- Your tasks
(A) In the thread on xenstored crashing with SIGSEGV, on which operation does the trace show xenstored crashing?
(B) Carry on the mailing-list thread about xenstored crashing with SIGSEGV, starting after its last message.

- Excerpt
■ ■ ■ ■
[Date Prev][Date Next][Thread Prev][Thread Next][Date Index][Thread Index]

Re: [Xen-devel] xenstored crashes with SIGSEGV



(adding Ian J who knows a bit more about C xenstored than me...)

 On Fri, 2014-12-12 at 18:20 +0100, Philipp Hahn wrote:
> Hello Ian,
> 
> On 12.12.2014 17:56, Ian Campbell wrote:
> > On Fri, 2014-12-12 at 17:45 +0100, Philipp Hahn wrote:
> >> On 12.12.2014 17:32, Ian Campbell wrote:
> >>> On Fri, 2014-12-12 at 17:14 +0100, Philipp Hahn wrote:
> >>>> We did enable tracing and now have the xenstored-trace.log of one crash:
> >>>> It contains 1.6 billion lines and is 83 GiB.
> >>>> It just shows xenstored to crash on TRANSACTION_START.
> >>>>
> >>>> Is there some tool to feed that trace back into a newly launched 
> >>>> xenstored?
> >>>
> >>> Not that I know of I'm afraid.
> >>
> >> Okay, then I have to continue with my own tool.
■ ■ ■ ■
- Given data
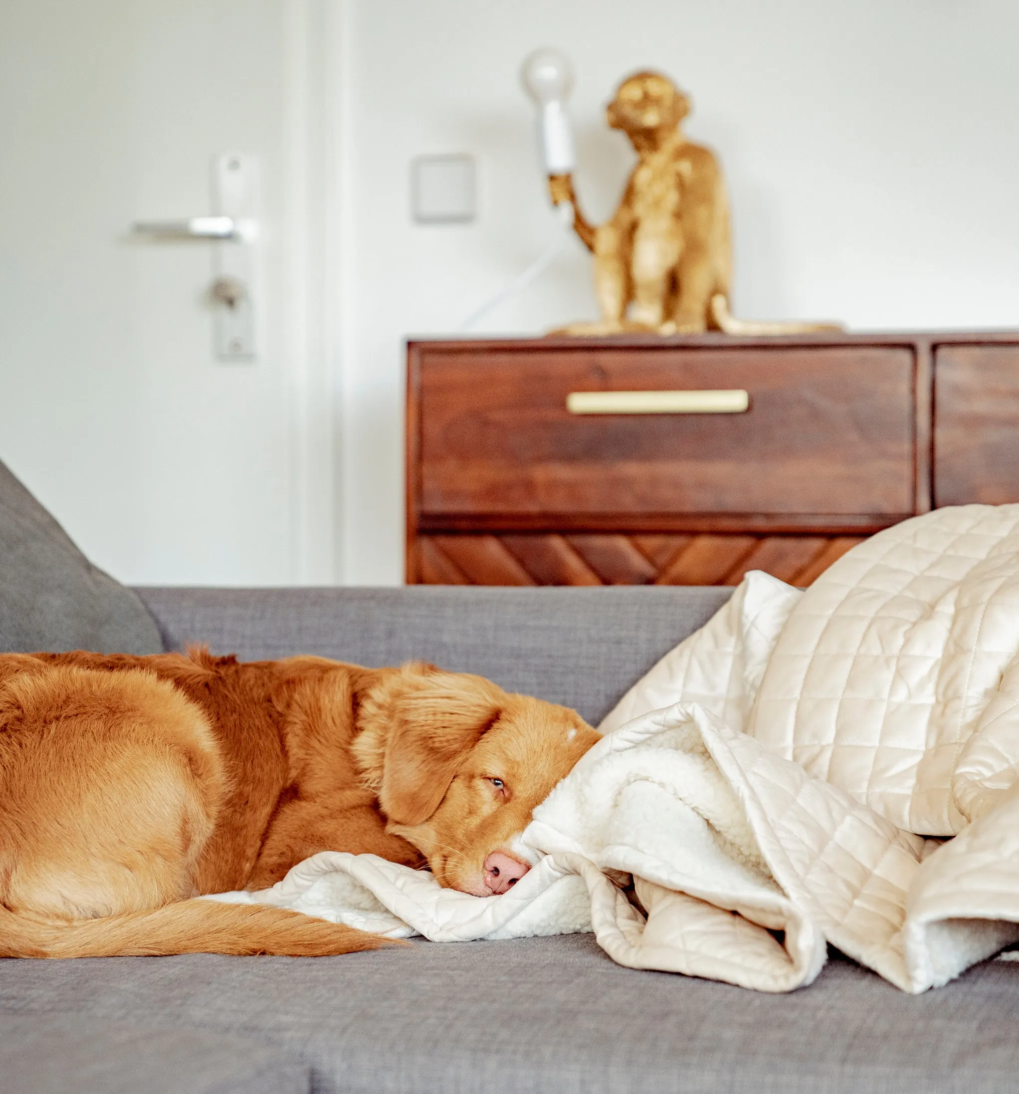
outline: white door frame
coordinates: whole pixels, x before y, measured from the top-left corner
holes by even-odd
[[[283,0],[283,329],[291,377],[291,574],[341,580],[336,473],[343,323],[343,0]]]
■ ■ ■ ■
- Responses per task
(A) TRANSACTION_START.

(B)
> > 
> > If you do end up developing a tool to replay a xenstore trace then I
> > think that'd be something great to have in tree!
> 
> I just need to figure out how to talk to xenstored on the wire: for some
> strange reason xenstored is closing the connection to the UNIX socket on
> the first write inside a transaction.
> Or switch to /usr/share/pyshared/xen/xend/xenstore/xstransact.py...
> 
> >>> Do you get a core dump when this happens? You might need to fiddle with
> >>> ulimits (some distros disable by default). IIRC there is also some /proc
> >>> nob which controls where core dumps go on the filesystem.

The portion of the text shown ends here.